» **Görev gereksinimleri**
Aşağıdaki listenin tüm satırlarını boş olanları atlayarak "Sıra" ve "Satır" sütunlarından oluşan bir Markdown tablosu olarak düzenleyin. Resimleri tabloya almayın.

» **Verilen liste**
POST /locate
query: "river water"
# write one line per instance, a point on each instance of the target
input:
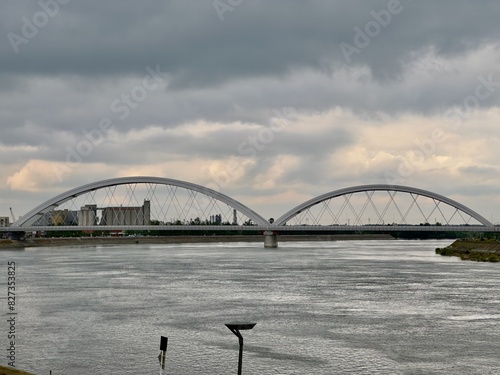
(344, 307)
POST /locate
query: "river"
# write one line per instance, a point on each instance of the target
(340, 307)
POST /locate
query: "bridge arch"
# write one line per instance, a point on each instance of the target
(379, 187)
(36, 213)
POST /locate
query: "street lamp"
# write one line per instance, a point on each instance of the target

» **Görev çıktısı**
| Sıra | Satır |
|---|---|
| 1 | POST /locate |
| 2 | query: "river water" |
| 3 | # write one line per instance, a point on each instance of the target |
| 4 | input: |
| 5 | (344, 307) |
| 6 | POST /locate |
| 7 | query: "river" |
| 8 | # write one line per instance, a point on each instance of the target |
| 9 | (340, 307) |
| 10 | POST /locate |
| 11 | query: "bridge arch" |
| 12 | # write one line per instance, a point on each instance of the target |
| 13 | (379, 187) |
| 14 | (36, 213) |
| 15 | POST /locate |
| 16 | query: "street lamp" |
| 17 | # write one line per instance, a point on each instance of the target |